>> Start INFORMATION PROVIDED
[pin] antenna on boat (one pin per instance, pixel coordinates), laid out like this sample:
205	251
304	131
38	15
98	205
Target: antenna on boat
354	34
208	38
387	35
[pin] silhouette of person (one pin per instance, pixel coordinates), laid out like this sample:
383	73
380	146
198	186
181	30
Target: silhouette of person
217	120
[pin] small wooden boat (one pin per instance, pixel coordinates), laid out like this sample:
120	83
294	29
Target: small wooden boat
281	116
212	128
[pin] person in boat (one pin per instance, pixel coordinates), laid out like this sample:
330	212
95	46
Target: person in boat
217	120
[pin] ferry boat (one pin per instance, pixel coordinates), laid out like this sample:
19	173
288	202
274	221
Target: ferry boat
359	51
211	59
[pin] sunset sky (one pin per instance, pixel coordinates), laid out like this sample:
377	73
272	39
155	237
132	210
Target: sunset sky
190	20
>> End INFORMATION PROVIDED
§ TASK BRIEF
Please copy out every one of the lines above, leaving each one unchanged.

§ EXERCISE SOLUTION
[pin] antenna on boat (one pin per instance, pixel coordinates), laid out like this sample:
205	251
304	131
38	15
98	205
Target: antenna on boat
354	34
208	38
387	35
[pin] silhouette of person (one pin per instance, pixel coordinates), laid out like this sample:
383	73
380	146
198	186
181	30
Target: silhouette of person
217	120
[pin] small wooden boat (one pin per instance, pixel coordinates), laid out like this sample:
120	83
294	29
Target: small wooden boat
281	116
212	128
[pin] person in boat (one pin per instance, pixel coordinates), laid out like this sample:
330	212
95	46
Target: person in boat
217	120
[pin] ferry boat (one pin per instance, pixel coordinates), laid out like this sample:
19	173
288	202
274	221
Target: ferry boat
359	51
211	59
[pin] sunset sky (one pin per instance, pixel coordinates), laid out like this sample:
377	73
272	39
155	237
132	210
Target: sunset sky
190	20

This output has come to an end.